**WRITTEN INSTRUCTION 1:** In the notes on building the Three Curve Principle inside Maya, what is the only part of a cluster whose placement matters?

**PAGE:**
Notes on building the Three Curve Principle inside of Maya

Hope this is a useful reference for you guys. These are tips and tricks and problems that you will run into as you are building your facial rig using the three curve principle. They are in no particular order, I'm just typing em as my brain thinks of em.


- Rotation Orders. Are super important. If your cluster is flipping, change the rotation orders until you get one that doesn't flip. I can't believe we never figured this out on ram's horn. Lol, we were super lucky that most of our clusters worked on our curves.
- Nurbs Surfaces K, if u are using the pointOnCurveInfo node and an aim node to attach your loc to the curve, know that nurbs curves flip if they are in an s. That is just the way they are. They interpolate their normals based on where the control verts are (in my limited understanding), and so they will flip the normals if the curve snakes. This is a problem cause we use the normals and the tangents to get our locs rotations. So, to fix, if u need an s curve use a Nurbs surface and a pointonsurfaceinfo node. Their normals are adjustable and predictable.
- Firing Orders This is super important. SUPER important. Not only is it necessary to have the FB firing before the LR, mouthcorner LR, etc, so that your forward back will stay perpendicular to the face, but it is important to have all of your mids firing before your inns, and outs. If your left fires, then your mid, then your out, all of your clusters will be biased toward the left side. (Note, this is mostly only important on clusters that are rotated. If they are all oriented exactly the same, I dont think it makes a difference.)
- Quick Sets Super useful for quickly hiding everything but your one to one zones.
- Component Editor This guy is the only way u can make this method work inside of maya. Painting cluster weights crashes my scene every time, and you get more precise values with the component editor anyways. Go to the weighted deformer tab, shift or control select the verts u wanna move, and then use the scroll bar at the bottom of the window to adjust them. Super nice. Combo that with the lasso tool and an intuos, and u can go pretty fast.
- Left, Right, Mid When setting up your weights, do the left side one to one, then mirror that to the right side one to one. Put both those to a value of one, and now you can make your mid. Once the mid is there, mung all your controls and test them. They will be off. That is when you iterate. Left, right, mid, check everything, left, right, mid. Do that for the one to one, and then once that is perfect use the same method for your falloffs.
-Draw on the screen Brian Tindall recommends this, and it really does help. Use a dry erase marker, it comes off. This allows you to really quickly hit your curves.
-Cluster Handles matter not at all It is only their pivot point that matters. Put the handle wherever it is easy to select, but makes SURE that your pivots are in the right spots.

**PROVIDED RECORDS:**
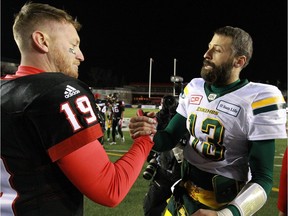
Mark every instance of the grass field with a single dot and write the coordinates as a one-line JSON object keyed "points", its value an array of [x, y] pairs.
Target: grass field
{"points": [[132, 204]]}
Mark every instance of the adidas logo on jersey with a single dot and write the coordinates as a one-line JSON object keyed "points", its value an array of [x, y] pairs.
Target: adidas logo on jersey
{"points": [[70, 91]]}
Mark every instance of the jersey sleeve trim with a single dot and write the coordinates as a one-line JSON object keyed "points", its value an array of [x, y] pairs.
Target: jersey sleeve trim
{"points": [[75, 142]]}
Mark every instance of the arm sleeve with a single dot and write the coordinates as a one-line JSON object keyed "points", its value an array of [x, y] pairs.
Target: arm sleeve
{"points": [[261, 160], [168, 138], [101, 180], [282, 196]]}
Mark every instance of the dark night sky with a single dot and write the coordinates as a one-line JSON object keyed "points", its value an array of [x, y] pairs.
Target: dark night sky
{"points": [[119, 37]]}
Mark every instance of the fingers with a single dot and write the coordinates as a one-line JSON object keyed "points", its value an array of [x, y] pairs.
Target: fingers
{"points": [[141, 126]]}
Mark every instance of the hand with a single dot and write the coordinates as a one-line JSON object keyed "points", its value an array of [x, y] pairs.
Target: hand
{"points": [[142, 125], [204, 212], [120, 122]]}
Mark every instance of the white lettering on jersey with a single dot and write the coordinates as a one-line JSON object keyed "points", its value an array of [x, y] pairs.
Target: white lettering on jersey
{"points": [[228, 108], [195, 99]]}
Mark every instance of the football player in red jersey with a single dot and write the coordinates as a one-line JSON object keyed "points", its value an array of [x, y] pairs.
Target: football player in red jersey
{"points": [[50, 153]]}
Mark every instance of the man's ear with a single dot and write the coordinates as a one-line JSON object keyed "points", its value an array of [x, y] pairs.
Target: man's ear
{"points": [[240, 61], [40, 41]]}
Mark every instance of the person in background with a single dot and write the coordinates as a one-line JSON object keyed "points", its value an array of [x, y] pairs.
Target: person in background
{"points": [[233, 124], [50, 153], [117, 116], [163, 168], [282, 196]]}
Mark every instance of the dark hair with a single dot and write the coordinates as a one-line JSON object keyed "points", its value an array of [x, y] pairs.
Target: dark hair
{"points": [[242, 43]]}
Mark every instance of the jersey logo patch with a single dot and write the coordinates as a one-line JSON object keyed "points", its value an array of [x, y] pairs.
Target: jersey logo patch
{"points": [[70, 91], [195, 99], [228, 108]]}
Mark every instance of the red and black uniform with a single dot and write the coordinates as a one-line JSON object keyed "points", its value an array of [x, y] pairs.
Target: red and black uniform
{"points": [[50, 153]]}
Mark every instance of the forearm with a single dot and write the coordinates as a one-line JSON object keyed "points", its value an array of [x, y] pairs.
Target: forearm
{"points": [[167, 139], [101, 180]]}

**WRITTEN INSTRUCTION 2:** Transcribe the entries verbatim from the line containing "Mark every instance of the red" through the last line of the entries, with both ends included.

**OUTPUT 1:** Its pivot point.

**OUTPUT 2:**
Mark every instance of the red and black uniform with a single dot and write the coordinates as a one-line JSON object keyed "points", its value an array of [x, y] pairs.
Target: red and black uniform
{"points": [[50, 153]]}
Mark every instance of the forearm with a single dot and write the coordinates as a one-line JSON object keyed "points", its value an array of [x, y] pairs.
Target: forearm
{"points": [[167, 139], [101, 180]]}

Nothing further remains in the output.